───── STUDY MATERIAL

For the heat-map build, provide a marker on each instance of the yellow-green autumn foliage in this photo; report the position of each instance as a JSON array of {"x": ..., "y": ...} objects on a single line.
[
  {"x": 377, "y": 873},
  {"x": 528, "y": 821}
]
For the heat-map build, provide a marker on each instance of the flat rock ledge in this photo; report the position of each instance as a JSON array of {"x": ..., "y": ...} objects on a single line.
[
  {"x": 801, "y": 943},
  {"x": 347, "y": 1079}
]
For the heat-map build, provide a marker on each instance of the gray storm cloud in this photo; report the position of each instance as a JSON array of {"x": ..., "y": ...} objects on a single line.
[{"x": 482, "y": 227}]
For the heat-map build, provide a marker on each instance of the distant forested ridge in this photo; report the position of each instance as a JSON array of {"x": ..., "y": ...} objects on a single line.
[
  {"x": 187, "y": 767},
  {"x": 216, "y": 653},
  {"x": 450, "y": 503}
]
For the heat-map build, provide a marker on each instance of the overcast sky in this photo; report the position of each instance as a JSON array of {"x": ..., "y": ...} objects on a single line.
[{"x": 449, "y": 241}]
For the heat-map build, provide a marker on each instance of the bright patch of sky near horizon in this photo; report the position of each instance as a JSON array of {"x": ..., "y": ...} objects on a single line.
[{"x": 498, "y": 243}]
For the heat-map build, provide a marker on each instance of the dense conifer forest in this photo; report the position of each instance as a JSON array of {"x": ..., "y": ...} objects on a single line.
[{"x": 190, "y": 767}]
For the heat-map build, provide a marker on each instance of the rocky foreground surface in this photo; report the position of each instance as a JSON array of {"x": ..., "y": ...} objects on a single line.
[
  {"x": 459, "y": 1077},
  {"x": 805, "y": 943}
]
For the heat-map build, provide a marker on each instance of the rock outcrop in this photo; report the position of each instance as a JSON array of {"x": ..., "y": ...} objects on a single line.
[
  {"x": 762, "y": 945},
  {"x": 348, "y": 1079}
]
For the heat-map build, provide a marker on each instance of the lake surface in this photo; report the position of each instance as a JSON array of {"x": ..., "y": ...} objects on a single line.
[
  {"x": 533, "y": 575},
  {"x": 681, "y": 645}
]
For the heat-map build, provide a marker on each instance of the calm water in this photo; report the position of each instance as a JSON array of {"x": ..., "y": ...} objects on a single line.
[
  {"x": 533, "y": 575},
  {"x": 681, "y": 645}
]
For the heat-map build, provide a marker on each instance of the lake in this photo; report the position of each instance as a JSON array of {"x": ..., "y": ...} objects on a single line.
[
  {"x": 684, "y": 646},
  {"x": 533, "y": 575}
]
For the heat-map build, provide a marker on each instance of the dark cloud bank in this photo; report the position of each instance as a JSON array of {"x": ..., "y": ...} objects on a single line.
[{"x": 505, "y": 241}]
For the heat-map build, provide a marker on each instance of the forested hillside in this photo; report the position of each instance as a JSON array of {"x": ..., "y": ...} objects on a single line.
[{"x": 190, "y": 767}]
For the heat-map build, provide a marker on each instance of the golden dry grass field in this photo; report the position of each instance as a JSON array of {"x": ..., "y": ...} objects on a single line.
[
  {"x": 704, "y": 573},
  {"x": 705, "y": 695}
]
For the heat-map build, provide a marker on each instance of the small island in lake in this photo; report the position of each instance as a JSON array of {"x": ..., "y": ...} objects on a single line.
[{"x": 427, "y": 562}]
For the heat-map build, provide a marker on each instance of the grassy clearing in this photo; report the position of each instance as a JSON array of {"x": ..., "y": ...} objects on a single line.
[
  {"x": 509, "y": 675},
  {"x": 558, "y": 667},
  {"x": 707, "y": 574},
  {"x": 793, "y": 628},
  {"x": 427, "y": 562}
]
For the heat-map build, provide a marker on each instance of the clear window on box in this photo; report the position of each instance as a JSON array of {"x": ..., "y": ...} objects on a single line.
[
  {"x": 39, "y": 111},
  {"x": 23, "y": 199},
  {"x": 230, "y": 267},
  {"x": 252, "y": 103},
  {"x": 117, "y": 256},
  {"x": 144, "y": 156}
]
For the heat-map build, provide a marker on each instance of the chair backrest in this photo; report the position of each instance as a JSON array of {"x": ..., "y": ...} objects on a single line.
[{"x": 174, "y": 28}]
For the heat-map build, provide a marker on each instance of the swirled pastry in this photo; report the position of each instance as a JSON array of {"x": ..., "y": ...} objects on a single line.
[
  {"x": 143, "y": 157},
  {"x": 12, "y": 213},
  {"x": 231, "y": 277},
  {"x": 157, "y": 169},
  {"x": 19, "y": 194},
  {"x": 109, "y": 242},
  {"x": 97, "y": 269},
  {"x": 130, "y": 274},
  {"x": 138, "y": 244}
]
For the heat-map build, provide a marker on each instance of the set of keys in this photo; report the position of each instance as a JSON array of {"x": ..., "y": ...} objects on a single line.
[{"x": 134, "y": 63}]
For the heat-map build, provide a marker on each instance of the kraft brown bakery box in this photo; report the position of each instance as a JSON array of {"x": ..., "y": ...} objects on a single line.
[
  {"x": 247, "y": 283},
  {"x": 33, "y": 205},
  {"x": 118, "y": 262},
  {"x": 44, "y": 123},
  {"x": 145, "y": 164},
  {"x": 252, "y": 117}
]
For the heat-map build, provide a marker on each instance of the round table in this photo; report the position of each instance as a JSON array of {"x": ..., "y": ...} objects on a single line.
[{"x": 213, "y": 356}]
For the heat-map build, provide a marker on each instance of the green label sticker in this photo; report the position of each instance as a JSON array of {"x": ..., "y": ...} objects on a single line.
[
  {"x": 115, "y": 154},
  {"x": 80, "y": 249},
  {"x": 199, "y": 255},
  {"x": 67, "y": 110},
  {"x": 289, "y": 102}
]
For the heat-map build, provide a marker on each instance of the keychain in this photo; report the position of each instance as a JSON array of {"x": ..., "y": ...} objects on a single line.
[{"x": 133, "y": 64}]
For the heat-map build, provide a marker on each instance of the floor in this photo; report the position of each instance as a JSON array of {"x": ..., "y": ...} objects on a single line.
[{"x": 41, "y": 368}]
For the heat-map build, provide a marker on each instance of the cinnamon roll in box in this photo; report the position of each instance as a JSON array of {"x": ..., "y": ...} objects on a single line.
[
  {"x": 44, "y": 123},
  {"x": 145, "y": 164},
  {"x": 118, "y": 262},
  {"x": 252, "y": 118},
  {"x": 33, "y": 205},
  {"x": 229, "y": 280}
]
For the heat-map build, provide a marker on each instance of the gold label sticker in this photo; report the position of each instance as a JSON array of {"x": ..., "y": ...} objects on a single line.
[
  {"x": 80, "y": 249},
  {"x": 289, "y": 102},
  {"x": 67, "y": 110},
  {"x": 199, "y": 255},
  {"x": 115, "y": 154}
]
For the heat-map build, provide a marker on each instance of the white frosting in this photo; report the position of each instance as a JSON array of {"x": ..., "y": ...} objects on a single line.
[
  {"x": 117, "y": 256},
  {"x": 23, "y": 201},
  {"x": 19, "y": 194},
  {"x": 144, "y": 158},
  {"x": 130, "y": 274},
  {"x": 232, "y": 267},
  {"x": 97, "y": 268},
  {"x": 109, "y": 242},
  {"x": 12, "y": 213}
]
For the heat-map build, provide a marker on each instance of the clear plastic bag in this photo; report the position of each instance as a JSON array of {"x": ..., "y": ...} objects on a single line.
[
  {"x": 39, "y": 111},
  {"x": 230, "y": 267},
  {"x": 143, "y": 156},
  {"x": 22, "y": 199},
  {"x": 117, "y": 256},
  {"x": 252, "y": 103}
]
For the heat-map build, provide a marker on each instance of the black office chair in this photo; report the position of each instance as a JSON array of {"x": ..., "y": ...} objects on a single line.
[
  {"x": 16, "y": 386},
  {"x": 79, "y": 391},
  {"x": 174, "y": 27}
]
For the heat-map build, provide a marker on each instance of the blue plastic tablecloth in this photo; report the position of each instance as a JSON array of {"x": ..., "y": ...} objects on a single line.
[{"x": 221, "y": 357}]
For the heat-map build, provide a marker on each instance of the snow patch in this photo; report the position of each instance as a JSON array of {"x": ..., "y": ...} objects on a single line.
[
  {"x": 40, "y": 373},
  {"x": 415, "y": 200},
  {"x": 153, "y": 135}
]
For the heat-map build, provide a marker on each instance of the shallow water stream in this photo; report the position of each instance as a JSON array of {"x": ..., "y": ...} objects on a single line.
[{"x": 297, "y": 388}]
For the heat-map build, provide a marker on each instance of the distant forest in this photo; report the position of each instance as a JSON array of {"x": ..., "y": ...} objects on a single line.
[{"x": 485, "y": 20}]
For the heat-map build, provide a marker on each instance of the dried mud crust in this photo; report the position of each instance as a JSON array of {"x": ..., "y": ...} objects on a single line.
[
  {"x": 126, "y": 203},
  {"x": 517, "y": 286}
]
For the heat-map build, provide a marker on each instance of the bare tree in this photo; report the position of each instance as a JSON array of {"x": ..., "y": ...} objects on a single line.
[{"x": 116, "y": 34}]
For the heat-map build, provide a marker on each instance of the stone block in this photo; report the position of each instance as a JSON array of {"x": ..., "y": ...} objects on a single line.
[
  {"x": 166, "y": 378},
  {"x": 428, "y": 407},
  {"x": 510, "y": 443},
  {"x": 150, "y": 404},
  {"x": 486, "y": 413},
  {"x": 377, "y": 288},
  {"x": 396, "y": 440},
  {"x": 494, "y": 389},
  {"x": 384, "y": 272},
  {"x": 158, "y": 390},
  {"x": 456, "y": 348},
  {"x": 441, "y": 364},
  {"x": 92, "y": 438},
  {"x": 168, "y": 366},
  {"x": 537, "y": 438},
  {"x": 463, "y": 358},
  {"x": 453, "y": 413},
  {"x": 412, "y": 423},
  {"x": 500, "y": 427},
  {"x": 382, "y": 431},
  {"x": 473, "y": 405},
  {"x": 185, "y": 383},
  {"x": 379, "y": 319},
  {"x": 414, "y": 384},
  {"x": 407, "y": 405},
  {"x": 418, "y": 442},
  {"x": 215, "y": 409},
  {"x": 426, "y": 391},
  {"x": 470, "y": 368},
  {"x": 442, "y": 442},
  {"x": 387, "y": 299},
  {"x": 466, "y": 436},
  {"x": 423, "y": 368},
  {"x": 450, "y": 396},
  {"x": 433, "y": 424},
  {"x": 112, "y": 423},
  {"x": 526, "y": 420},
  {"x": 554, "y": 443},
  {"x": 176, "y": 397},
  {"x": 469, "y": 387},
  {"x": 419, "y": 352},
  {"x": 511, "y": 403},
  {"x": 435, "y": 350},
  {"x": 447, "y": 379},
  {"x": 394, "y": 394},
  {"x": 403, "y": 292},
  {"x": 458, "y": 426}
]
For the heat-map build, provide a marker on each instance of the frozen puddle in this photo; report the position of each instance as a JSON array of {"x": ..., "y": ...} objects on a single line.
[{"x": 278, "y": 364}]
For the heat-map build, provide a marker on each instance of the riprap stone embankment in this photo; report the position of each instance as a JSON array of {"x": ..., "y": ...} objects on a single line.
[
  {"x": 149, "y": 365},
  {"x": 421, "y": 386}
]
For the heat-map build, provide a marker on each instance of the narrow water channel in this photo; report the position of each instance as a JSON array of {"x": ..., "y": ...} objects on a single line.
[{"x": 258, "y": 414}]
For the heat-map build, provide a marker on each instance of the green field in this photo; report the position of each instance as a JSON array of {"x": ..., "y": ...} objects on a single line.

──────────

EXERCISE >>
The line with "of the riprap" through the last line of the data: write these out exactly, and no others.

EXERCISE RESULT >>
For the heat-map build, provide a marker on each instance of the riprap stone embankment in this photo; report the position of each instance as a JSON array of {"x": ..., "y": ...} objects on a single line.
[
  {"x": 149, "y": 365},
  {"x": 421, "y": 386}
]
For the heat-map build, provide a marker on each instance of the narrow water channel in this photo; report the position of each instance as a JSON array of {"x": ..., "y": ...} objects on a single line.
[{"x": 258, "y": 414}]
For the heat-map build, provide a marker on each instance of the green field in this photo; report the position of each instance as a JSON array of {"x": ..., "y": ...} objects on a single line.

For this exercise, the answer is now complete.